═════ Strona

MKTG SR - pasek na kartach artykułów

O krok od podium

Wioletta Mordasiewicz
Tancerze ze Stargardu na mistrzostwach Polski w Gliwicach.
Tancerze ze Stargardu na mistrzostwach Polski w Gliwicach. Archiwuwm prywatne
Sara Michaliszyn i Adrian Kopczyński, młodzi tancerze ze Stargardu odnoszą sukcesy w tańcu.

Trzykrotne mistrzostwo w okręgu zachodniopomorskim, najwyższa klasa taneczna, czyli "B" w swojej kategorii wiekowej, ostatnio czwarte miejsce w Polsce - to w wielkim skrócie największe sukcesy Sary Michaliszyn i jej partnera Adriana Kopczyńskiego, uczniów stargardzkich szkół.

Intensywne życie

Sara i Adrian razem tańczą od 8 lat.
- Pierwsze lata to była zabawa - mówi Julia Grzywniak, instruktorka ze Szkoły Tańca Astra-Alfa w Stargardzie. - A tak intensywnie trenują od 4-5 lat.

Mistrzostwa w Gliwicach były dla stargardzkiej pary ogromnym wyzwaniem. Długo się do nich przygotowywała. Pary z całej Polski rywalizowały bowiem w kombinacji 10 tańców.

- To była trudna konkurencja, gdyż pary taneczne zazwyczaj specjalizują się w tańcach standardowych lub latynoamerykańskich - mówi instruktorka. - Ale udało im się wejść do finału. A od trzeciego miejsce byli blisko.

Sara jest uczennicą Szkoły Podstawowej nr 5. Chodzi do VI klasy. Mówi, że jest zadowolona z ostatniego startu w mistrzostwach.
- Rok temu było dużo gorzej - przyznaje Sara. - Ale teraz się poprawiliśmy, dużo trenowaliśmy.

Treningi zajmują młodym tancerzom niemal cały wolny czas. W sali gimnastycznej II Liceum Ogólnokształcącego, gdzie tańczą spotykają się cztery, czasem pięć razy w tygodniu. Trenują dwie godziny.
- W ten weekend w Warszawie na mistrzostwach Polski w standardzie chcemy zająć jedno z trzech miejsc - ambitnie mówi Adrian. - A za trzy tygodnie znowu wyjeżdżamy. Tym razem do Jeleniej Góry.

══════════
═════ Dostarczone dane

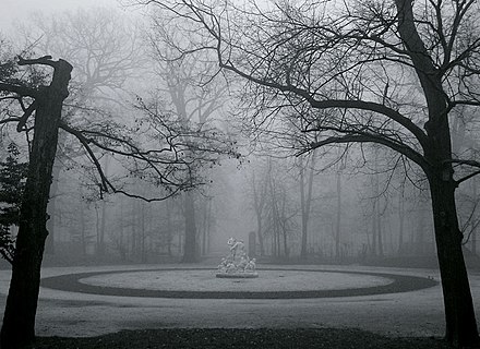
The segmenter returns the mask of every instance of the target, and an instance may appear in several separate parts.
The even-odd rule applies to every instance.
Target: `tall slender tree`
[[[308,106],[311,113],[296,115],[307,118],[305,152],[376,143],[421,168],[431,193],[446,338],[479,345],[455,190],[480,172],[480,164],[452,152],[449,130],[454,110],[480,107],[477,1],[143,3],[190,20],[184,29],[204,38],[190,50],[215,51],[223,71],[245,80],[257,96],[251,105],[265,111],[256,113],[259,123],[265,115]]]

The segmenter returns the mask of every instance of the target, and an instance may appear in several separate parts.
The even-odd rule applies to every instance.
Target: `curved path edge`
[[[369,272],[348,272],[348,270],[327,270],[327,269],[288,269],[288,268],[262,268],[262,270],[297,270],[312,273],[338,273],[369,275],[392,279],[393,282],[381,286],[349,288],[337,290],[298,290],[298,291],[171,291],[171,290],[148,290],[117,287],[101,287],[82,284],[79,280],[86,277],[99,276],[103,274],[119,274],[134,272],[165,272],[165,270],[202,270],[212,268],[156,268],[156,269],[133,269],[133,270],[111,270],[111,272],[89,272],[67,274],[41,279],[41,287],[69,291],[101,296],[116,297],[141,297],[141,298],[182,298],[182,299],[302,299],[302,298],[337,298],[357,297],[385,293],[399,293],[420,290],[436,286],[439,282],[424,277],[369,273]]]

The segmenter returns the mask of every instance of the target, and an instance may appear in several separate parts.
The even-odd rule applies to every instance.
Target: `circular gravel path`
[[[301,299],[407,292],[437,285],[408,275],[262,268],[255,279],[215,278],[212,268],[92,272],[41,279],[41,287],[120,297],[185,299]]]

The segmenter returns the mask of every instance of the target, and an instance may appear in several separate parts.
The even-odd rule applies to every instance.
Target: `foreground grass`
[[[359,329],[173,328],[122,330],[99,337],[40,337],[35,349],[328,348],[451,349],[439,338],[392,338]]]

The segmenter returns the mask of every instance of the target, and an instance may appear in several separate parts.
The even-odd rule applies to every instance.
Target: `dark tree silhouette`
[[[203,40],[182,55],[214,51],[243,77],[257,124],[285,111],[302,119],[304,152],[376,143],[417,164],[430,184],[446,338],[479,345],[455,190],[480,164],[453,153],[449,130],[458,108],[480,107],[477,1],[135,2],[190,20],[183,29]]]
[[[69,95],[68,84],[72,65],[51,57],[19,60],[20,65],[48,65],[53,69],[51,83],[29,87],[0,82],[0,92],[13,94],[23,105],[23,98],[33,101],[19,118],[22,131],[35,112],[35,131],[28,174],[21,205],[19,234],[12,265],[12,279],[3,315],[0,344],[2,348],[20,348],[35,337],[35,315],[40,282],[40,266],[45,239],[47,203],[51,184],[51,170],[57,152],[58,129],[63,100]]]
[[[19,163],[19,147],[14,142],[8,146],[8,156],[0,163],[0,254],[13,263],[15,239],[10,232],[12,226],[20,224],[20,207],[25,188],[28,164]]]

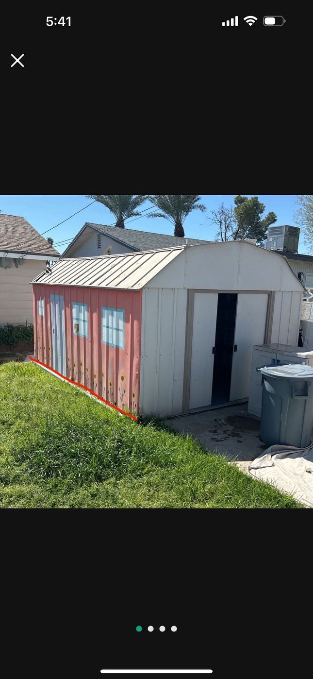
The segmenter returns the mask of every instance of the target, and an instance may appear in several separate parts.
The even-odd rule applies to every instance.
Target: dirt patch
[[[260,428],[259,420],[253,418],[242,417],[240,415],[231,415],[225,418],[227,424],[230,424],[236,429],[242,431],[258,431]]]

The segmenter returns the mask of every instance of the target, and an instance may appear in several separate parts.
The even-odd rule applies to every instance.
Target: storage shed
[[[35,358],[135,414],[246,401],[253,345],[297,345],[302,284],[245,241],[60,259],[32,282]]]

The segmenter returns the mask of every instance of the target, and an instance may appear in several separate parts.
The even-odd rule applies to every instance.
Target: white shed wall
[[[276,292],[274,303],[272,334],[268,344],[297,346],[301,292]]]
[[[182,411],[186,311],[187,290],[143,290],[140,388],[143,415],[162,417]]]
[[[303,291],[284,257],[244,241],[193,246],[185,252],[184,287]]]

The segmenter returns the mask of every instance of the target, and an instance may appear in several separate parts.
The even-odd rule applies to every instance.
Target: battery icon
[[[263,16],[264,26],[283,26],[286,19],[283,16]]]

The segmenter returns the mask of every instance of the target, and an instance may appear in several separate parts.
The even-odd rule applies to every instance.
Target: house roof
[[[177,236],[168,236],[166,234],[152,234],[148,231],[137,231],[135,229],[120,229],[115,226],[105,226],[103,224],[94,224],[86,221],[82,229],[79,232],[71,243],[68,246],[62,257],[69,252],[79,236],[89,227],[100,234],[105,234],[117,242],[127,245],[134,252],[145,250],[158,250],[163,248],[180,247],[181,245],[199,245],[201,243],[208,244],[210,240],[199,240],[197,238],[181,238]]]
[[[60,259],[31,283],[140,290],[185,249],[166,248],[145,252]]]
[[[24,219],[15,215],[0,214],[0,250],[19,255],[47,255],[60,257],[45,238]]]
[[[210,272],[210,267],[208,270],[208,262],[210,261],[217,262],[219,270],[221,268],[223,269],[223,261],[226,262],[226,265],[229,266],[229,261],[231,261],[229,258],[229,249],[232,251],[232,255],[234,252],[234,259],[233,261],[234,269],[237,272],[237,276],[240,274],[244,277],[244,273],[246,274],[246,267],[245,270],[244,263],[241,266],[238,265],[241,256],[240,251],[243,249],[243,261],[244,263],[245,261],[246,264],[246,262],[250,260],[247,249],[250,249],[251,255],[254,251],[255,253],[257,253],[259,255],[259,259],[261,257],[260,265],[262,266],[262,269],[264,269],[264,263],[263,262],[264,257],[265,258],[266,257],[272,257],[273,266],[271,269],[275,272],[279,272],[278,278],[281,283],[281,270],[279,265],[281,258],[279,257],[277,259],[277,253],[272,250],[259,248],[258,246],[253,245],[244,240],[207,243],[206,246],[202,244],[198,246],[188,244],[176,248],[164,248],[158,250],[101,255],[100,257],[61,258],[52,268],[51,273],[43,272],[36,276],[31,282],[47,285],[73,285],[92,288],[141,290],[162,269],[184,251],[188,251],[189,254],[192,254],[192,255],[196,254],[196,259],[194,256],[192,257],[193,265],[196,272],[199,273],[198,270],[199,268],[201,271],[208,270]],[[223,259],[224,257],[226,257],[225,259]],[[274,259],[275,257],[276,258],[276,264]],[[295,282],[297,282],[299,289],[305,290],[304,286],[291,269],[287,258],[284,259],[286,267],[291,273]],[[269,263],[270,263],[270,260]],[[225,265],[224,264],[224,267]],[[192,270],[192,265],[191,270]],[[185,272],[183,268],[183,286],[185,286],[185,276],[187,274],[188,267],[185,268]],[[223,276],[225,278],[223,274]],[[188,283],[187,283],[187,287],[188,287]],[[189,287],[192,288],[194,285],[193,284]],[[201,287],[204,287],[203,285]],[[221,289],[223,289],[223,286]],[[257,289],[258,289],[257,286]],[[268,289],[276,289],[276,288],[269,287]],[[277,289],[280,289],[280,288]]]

══════════

Zadanie ▸ Przepisz dokładnie fragment artykułu o tancerzach ze Stargardu, zaczynając od słów "Treningi zajmują młodym" i kończąc na słowach "do Jeleniej Góry.".

Wynik ▸
Treningi zajmują młodym tancerzom niemal cały wolny czas. W sali gimnastycznej II Liceum Ogólnokształcącego, gdzie tańczą spotykają się cztery, czasem pięć razy w tygodniu. Trenują dwie godziny.
- W ten weekend w Warszawie na mistrzostwach Polski w standardzie chcemy zająć jedno z trzech miejsc - ambitnie mówi Adrian. - A za trzy tygodnie znowu wyjeżdżamy. Tym razem do Jeleniej Góry.